* BRIEF: Go through the data below and return each line where the string "reflection" appears.

[Free-text object descriptions]
+---+
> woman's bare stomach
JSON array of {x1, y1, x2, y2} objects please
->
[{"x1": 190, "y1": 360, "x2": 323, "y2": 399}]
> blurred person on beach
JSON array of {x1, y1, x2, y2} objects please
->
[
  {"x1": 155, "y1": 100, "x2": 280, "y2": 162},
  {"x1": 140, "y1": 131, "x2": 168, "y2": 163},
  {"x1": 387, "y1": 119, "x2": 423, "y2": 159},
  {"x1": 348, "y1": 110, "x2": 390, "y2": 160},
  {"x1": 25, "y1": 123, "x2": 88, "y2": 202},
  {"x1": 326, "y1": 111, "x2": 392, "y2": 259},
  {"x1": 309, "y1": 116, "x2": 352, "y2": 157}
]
+---+
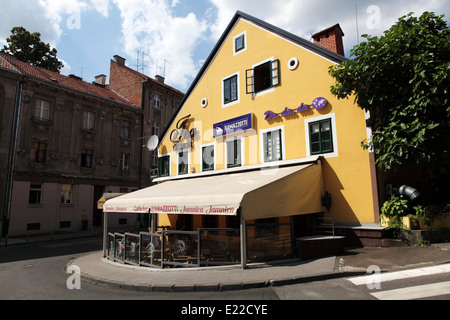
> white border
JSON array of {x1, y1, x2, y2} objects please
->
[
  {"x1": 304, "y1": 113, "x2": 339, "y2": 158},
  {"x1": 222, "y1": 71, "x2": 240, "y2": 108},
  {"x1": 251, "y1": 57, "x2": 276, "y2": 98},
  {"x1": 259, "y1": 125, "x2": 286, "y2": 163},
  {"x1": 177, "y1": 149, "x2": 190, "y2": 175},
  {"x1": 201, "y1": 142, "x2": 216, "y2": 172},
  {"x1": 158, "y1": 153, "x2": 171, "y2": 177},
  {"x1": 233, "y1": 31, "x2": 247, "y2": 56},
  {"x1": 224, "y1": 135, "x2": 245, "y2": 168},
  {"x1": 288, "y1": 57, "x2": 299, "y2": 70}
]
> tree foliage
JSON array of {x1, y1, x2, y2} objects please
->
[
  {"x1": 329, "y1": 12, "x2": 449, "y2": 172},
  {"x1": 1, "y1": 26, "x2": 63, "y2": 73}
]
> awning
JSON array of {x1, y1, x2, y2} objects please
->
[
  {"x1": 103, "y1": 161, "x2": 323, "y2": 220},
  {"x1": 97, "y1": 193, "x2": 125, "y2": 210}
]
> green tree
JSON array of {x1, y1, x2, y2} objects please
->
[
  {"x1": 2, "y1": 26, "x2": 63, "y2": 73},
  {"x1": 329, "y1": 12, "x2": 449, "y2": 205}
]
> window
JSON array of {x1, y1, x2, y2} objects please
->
+---+
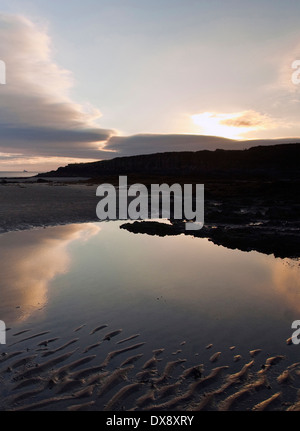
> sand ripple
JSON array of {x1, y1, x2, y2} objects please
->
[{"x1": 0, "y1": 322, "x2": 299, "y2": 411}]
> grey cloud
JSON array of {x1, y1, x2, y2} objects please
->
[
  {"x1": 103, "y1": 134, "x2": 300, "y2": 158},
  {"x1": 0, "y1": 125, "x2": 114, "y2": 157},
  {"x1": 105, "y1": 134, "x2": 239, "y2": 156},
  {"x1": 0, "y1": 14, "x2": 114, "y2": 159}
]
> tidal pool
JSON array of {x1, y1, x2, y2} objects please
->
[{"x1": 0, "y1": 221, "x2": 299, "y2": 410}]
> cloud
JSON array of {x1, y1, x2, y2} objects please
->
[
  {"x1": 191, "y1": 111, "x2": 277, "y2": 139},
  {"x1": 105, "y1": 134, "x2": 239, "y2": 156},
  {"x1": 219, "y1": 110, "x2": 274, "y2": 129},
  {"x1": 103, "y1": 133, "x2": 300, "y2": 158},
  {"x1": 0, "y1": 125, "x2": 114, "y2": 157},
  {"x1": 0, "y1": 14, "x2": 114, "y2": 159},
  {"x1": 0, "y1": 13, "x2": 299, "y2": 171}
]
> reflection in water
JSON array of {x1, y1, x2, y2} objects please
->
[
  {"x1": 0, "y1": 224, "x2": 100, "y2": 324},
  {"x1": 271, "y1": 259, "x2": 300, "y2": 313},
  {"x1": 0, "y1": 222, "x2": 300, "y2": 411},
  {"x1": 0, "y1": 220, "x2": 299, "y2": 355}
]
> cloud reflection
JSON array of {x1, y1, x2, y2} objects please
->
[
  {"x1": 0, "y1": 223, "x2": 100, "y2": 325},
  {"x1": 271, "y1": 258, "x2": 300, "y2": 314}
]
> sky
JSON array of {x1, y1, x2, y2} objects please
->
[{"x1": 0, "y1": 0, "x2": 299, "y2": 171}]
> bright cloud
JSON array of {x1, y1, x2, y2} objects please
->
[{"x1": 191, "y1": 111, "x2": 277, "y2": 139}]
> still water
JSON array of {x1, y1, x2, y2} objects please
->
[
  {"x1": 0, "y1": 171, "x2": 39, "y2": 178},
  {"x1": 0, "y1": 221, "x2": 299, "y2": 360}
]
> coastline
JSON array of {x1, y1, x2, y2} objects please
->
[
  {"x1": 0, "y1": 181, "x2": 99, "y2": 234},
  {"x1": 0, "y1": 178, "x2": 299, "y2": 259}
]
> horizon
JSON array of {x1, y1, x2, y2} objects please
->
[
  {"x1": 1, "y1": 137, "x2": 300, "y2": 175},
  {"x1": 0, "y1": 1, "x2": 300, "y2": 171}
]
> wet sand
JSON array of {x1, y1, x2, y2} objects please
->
+---+
* SOLUTION TO THE PROBLEM:
> reflection in water
> cloud reflection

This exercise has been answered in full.